> Data for processing:
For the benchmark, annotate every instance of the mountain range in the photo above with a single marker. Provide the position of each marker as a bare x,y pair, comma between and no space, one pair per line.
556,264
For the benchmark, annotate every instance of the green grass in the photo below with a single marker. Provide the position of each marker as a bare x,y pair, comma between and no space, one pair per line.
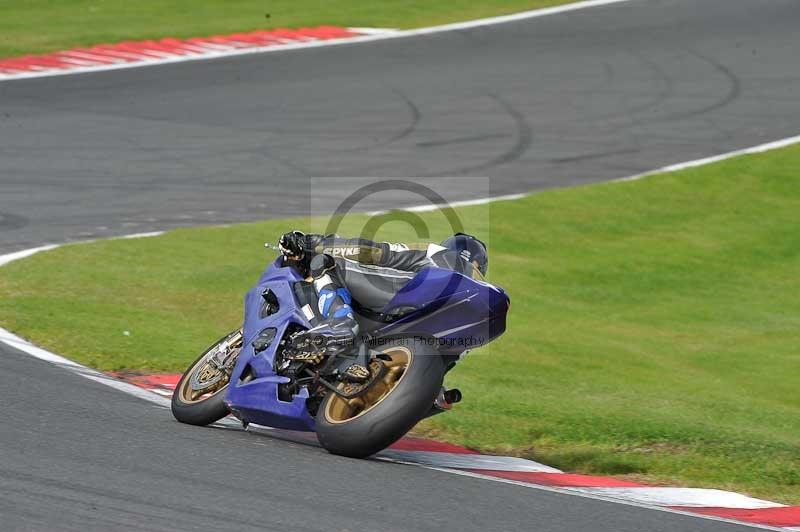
37,26
654,331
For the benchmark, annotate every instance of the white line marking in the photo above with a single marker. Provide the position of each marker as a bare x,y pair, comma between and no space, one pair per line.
373,31
25,346
11,257
698,497
469,461
599,497
761,148
381,35
464,203
25,253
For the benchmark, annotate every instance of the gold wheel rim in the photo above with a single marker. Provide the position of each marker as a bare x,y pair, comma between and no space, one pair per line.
340,410
206,372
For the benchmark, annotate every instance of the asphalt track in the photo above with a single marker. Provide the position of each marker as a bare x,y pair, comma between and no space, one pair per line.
549,102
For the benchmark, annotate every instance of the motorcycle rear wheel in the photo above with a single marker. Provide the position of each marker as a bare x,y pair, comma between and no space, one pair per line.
362,426
198,398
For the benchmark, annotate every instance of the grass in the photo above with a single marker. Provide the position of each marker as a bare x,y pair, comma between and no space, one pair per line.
654,329
38,26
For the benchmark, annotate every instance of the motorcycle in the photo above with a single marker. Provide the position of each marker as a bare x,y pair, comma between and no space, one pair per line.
257,375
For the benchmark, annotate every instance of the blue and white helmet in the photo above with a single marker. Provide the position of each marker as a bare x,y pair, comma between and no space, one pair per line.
470,249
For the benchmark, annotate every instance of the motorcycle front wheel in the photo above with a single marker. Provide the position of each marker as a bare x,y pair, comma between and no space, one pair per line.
361,426
198,398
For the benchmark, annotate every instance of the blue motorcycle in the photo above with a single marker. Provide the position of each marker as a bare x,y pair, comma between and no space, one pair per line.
255,374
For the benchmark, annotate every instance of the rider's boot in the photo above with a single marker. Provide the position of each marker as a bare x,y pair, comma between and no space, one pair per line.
338,329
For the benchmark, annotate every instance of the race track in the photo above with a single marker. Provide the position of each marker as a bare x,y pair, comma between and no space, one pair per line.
555,101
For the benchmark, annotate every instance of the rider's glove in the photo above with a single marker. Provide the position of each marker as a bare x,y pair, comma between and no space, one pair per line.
293,245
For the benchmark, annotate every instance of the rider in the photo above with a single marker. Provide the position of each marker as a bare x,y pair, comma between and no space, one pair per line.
374,271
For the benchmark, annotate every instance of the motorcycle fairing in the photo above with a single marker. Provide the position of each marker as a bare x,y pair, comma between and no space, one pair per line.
454,311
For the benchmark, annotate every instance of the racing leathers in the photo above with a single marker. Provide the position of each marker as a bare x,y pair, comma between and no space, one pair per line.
343,269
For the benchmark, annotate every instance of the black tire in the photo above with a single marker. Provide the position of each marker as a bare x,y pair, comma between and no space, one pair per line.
392,416
207,410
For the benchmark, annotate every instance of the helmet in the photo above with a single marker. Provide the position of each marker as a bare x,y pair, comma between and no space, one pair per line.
470,249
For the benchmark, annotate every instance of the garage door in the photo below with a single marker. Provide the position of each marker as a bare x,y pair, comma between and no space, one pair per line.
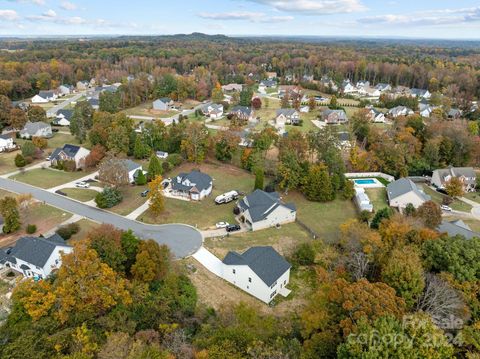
209,261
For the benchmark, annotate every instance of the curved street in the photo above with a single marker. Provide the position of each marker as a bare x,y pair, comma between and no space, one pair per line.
182,240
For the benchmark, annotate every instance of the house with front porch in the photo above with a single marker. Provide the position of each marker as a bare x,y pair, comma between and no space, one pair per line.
35,257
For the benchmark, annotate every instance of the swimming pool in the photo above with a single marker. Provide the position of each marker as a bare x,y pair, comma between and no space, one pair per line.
367,183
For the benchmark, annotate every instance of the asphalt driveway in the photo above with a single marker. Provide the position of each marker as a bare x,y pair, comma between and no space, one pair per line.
183,240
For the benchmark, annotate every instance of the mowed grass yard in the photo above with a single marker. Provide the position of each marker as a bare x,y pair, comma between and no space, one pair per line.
47,178
323,218
437,197
283,239
80,194
206,213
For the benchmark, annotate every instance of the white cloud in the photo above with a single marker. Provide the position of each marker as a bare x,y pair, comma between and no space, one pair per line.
246,16
314,7
8,15
67,5
427,18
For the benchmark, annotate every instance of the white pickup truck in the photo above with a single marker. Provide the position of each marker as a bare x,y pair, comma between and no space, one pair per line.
226,197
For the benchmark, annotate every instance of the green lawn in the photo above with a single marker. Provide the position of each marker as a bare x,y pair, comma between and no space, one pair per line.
437,197
206,213
131,200
80,194
473,196
283,239
378,197
47,178
323,218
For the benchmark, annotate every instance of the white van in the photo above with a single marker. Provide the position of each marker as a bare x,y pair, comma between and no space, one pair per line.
226,197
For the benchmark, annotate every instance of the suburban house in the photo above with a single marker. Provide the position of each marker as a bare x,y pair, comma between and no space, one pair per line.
35,257
6,143
163,104
44,97
425,110
261,209
83,85
362,200
403,192
62,118
466,175
289,116
457,228
334,116
36,129
232,88
400,111
214,111
454,114
94,102
383,87
420,93
65,90
242,112
132,168
69,153
376,116
347,87
194,185
259,271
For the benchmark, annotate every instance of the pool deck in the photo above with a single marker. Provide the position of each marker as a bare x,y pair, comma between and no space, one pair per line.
373,183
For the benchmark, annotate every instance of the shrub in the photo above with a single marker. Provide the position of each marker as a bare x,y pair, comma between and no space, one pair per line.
109,198
31,228
20,160
67,231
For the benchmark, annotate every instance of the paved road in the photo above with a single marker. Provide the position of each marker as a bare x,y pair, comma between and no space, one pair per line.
183,240
52,112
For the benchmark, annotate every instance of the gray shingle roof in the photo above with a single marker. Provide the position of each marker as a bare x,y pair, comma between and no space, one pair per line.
403,186
260,204
201,180
264,261
33,250
457,228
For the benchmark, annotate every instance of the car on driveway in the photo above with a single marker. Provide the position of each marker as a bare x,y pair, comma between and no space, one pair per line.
82,184
445,208
233,228
220,225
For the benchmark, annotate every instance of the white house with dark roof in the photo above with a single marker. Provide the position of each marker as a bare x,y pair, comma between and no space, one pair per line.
163,104
403,192
69,153
287,116
62,118
36,129
260,210
194,185
6,143
457,228
259,271
466,175
35,257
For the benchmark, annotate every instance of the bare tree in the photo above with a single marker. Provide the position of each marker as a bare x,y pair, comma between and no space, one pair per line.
440,300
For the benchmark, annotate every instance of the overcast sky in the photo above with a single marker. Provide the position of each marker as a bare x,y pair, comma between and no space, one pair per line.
447,19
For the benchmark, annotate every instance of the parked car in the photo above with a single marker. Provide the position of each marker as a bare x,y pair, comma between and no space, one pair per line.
82,184
233,228
222,225
445,208
226,197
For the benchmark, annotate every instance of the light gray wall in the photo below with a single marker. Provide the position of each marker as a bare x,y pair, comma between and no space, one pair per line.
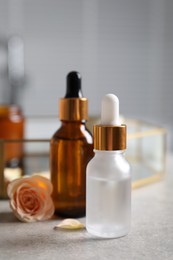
124,47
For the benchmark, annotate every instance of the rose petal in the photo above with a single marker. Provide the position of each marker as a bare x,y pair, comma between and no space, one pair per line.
30,198
70,223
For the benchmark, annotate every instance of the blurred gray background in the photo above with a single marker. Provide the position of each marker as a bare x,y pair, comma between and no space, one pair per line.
123,47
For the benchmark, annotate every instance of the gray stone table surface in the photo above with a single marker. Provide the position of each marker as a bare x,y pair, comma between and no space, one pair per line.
151,235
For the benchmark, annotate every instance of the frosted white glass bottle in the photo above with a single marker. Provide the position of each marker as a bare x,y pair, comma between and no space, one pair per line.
108,194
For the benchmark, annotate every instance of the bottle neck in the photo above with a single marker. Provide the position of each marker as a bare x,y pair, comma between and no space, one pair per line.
76,124
109,153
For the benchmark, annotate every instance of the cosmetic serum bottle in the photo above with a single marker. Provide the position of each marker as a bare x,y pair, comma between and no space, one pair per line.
108,201
71,150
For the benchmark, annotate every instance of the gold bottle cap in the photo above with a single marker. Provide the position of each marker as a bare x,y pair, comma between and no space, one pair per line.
109,138
110,134
73,109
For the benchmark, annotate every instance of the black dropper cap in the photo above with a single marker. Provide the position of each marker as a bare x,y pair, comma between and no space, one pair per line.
73,88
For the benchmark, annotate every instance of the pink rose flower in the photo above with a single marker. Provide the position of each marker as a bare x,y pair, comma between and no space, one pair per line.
30,198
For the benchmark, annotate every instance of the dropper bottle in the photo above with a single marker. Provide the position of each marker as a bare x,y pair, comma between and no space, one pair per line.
71,150
108,203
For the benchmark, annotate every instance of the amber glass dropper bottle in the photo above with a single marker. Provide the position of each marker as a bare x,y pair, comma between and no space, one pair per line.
71,150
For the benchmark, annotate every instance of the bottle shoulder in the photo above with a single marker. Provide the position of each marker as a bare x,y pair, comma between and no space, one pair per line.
109,168
73,133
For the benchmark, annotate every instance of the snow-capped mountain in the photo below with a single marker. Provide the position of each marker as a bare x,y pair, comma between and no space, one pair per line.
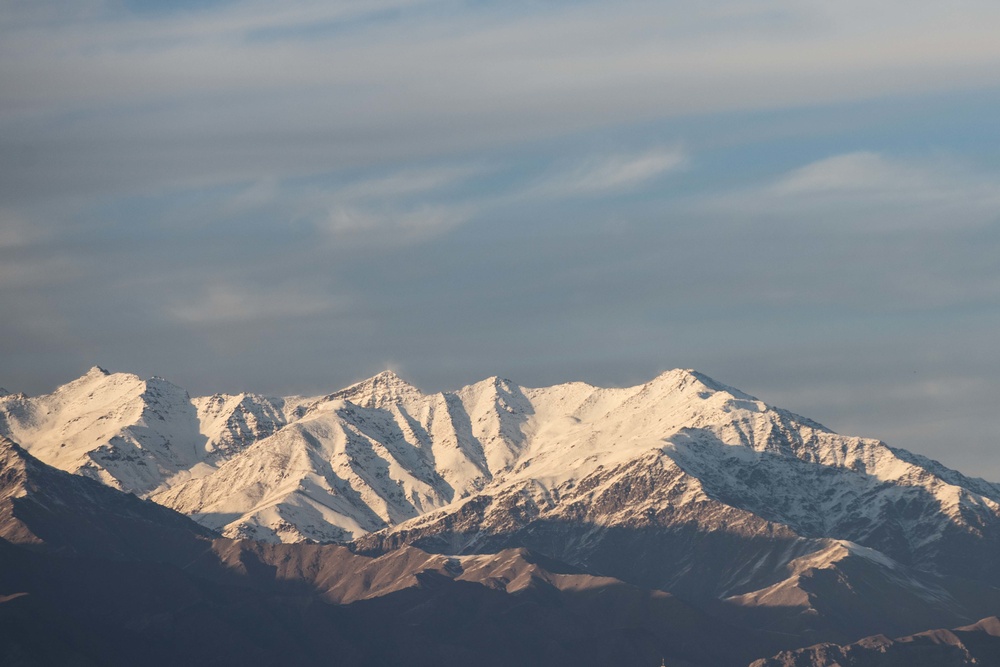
717,493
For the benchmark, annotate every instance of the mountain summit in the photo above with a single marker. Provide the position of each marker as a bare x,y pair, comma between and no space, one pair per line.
681,484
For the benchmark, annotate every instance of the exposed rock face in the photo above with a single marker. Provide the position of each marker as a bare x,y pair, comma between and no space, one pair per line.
977,644
680,484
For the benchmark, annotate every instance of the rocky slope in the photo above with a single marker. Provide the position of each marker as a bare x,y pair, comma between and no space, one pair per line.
92,576
681,484
973,645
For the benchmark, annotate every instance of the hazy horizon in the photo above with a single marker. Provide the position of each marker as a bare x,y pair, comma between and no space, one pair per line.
796,199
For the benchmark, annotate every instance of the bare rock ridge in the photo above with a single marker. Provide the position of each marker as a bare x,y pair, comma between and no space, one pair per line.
94,576
681,484
977,644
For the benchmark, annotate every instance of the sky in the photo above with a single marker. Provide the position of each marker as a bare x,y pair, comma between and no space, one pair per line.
800,199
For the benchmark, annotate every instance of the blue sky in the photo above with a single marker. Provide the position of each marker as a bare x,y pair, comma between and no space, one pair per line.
801,200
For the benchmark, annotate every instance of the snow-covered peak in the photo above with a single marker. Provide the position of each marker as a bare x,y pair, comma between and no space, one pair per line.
379,391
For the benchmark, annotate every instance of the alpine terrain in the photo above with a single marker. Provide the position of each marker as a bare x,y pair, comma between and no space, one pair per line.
628,525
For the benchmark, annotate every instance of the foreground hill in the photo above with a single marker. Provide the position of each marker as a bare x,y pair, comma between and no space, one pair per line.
758,518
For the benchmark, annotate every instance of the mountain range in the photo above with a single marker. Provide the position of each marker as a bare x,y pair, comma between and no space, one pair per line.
657,517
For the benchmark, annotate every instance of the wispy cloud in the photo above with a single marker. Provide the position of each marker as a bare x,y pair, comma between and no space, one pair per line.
870,191
229,303
611,173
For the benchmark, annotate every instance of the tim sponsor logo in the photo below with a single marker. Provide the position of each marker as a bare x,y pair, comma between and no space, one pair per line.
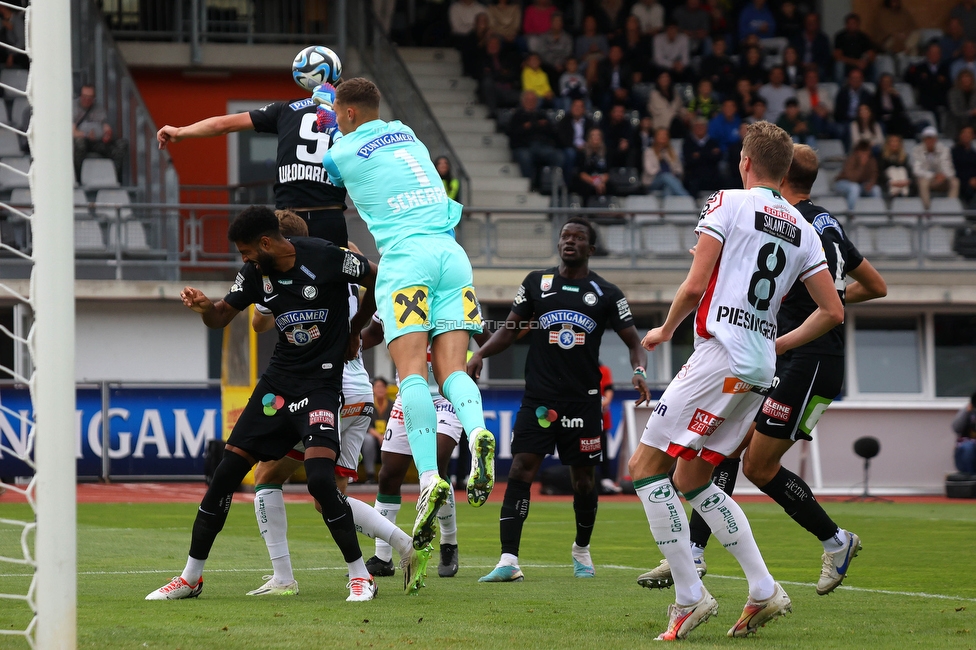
704,423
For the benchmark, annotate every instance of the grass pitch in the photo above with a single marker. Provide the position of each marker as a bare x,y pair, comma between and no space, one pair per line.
912,586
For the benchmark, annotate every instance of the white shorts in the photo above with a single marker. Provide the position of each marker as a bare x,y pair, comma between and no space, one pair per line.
705,409
395,440
354,419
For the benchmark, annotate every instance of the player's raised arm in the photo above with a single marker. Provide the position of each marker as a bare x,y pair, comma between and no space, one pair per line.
829,313
689,293
215,315
208,128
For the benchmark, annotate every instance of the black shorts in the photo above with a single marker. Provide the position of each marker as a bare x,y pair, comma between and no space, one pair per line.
573,429
273,421
327,224
804,387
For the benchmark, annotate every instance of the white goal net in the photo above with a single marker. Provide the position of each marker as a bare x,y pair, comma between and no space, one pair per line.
37,392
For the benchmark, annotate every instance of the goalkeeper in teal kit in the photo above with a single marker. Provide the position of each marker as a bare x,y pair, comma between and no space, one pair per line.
424,286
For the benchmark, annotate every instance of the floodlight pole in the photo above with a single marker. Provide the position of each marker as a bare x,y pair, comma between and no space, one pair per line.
53,300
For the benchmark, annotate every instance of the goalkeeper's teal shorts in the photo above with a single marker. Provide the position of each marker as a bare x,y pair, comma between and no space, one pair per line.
425,284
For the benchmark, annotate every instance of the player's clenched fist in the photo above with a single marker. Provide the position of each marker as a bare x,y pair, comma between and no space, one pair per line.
195,300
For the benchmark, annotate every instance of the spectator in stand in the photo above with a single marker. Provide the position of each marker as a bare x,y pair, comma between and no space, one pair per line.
93,134
662,169
776,92
859,177
795,124
952,41
789,21
966,60
532,137
672,52
614,80
620,138
704,103
932,167
651,15
849,98
965,13
594,171
719,68
572,85
895,30
964,162
744,97
930,78
554,47
813,46
889,108
500,76
815,106
724,127
962,105
866,129
591,46
792,70
638,50
751,67
534,78
758,113
537,17
665,107
701,156
756,18
12,33
695,22
571,131
452,186
894,170
853,49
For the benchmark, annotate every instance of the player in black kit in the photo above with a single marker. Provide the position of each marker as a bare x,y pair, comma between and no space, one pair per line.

> Task goal:
Reproduce word for word the part of the records above that opens with the line containing "For the benchmark, annotate every instance of the spectator" and continues through the end of the records, including both the first and last lines.

> The response:
For the benchmark, annotate every instance of the spectator in stand in the photo above with a single marker. Provide the position of each marker as a bare x,y pair, comma between and no space, one pair per line.
93,134
662,169
776,92
859,177
795,124
952,41
789,21
966,60
532,137
672,52
614,80
620,138
704,103
932,167
651,15
849,98
965,13
594,171
719,68
572,85
895,30
964,162
744,97
930,78
554,47
813,46
889,108
500,76
815,106
724,127
962,105
866,129
591,46
792,70
638,50
751,67
534,78
758,113
537,17
665,107
701,156
756,18
12,33
695,22
571,131
452,186
894,170
853,49
For the benchmark, annotate every instance of the player in black kit in the photo above with a single marker. Provide the position of each marker as a bare x,y pair, comma between and no space, one pair per line.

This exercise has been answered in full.